-- BEGIN RECORDS TO USE --

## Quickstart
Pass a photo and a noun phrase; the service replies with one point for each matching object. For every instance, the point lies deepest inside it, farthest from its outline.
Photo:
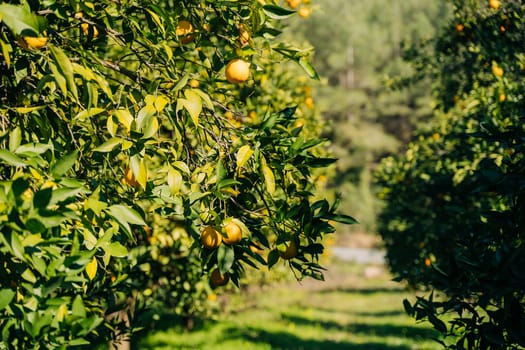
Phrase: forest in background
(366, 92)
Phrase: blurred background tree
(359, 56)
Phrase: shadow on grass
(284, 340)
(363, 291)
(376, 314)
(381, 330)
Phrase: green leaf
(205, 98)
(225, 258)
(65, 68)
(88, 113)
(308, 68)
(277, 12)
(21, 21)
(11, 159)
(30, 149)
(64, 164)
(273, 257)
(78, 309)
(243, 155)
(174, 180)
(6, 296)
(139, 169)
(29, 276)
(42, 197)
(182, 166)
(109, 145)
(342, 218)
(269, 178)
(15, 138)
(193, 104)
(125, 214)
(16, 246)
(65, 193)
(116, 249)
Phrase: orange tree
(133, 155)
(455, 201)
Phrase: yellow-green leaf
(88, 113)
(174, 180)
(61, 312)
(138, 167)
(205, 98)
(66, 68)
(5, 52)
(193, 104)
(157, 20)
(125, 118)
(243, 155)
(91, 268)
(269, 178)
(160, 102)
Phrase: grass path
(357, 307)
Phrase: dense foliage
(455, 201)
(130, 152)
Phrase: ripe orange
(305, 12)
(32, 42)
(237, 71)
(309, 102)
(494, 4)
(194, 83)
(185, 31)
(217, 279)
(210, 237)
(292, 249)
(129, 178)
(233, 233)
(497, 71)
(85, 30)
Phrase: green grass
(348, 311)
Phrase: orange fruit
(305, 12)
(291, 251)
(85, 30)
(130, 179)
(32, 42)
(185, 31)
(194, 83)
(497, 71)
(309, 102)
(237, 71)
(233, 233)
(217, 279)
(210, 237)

-- END RECORDS TO USE --

• [EXERCISE OBJECTIVE]: Print the entries above exactly, taking out only the pictures.

• [RESPONSE]:
## Quickstart
Pass a photo and a noun phrase; the service replies with one point for each matching object. For every instance, the point lies deepest inside it, farthest from its outline.
Photo:
Phrase: forest in background
(366, 92)
Phrase: blurred background tree
(359, 56)
Phrase: shadow on grass
(284, 340)
(363, 291)
(376, 314)
(381, 330)
Phrase: green leaf
(205, 98)
(225, 258)
(65, 68)
(88, 113)
(308, 68)
(277, 12)
(21, 21)
(11, 159)
(30, 149)
(64, 164)
(273, 257)
(78, 309)
(243, 155)
(174, 180)
(6, 296)
(139, 169)
(29, 276)
(42, 197)
(182, 166)
(109, 145)
(342, 218)
(269, 178)
(15, 138)
(193, 104)
(125, 214)
(16, 246)
(65, 193)
(116, 249)
Phrase: orange tree
(133, 155)
(455, 201)
Phrase: yellow-green leaf
(88, 113)
(174, 180)
(61, 312)
(138, 167)
(205, 98)
(66, 68)
(5, 52)
(193, 104)
(157, 20)
(125, 118)
(243, 155)
(91, 268)
(269, 178)
(160, 102)
Phrase: grass path
(357, 307)
Phrase: dense foliage
(455, 201)
(130, 152)
Phrase: ripe orange
(305, 12)
(32, 42)
(237, 71)
(309, 102)
(494, 4)
(194, 83)
(185, 31)
(217, 279)
(210, 237)
(292, 249)
(129, 178)
(233, 233)
(497, 71)
(85, 30)
Phrase: green grass
(348, 311)
Phrase: orange fruit
(305, 12)
(291, 251)
(85, 30)
(130, 179)
(32, 42)
(185, 31)
(194, 83)
(497, 71)
(309, 102)
(237, 71)
(233, 233)
(217, 279)
(210, 237)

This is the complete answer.